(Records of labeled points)
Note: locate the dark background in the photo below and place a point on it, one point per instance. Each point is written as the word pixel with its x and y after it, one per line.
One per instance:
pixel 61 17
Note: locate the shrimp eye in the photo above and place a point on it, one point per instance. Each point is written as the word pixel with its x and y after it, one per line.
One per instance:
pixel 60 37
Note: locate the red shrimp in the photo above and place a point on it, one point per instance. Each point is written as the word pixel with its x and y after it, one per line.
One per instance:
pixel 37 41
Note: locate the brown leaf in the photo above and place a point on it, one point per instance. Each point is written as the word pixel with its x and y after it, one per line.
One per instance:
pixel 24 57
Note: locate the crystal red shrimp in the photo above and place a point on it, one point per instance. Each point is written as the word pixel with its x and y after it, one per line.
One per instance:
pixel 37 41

Do this: Write out every line above again, requests included, with each x and y coordinate in the answer points moved by -120.

Answer:
Note: locate the dark background in the photo below and place a point on it, one point per instance. Each point is written as the word pixel with its x and y after it, one per line.
One per instance:
pixel -59 -103
Note: locate the shrimp eye in the photo above and place a point on it, one point per instance. Each point is written as the word pixel with its x and y after it, one per line.
One per instance:
pixel -60 -83
Note: locate the red shrimp in the photo above and place a point on it, one point per instance. Each point is written as the word pixel with its x and y after it, one per line.
One per instance:
pixel -83 -79
Note: locate the brown leaf in the photo above and place a point on it, one point per instance. Each point is written as the word pixel with its x and y after it, one per line.
One per instance:
pixel -96 -63
Note: locate the crystal red shrimp in the photo above and place a point on it, one point per instance. Each point is written as the word pixel with its x and y after it, one per line.
One per instance:
pixel -83 -79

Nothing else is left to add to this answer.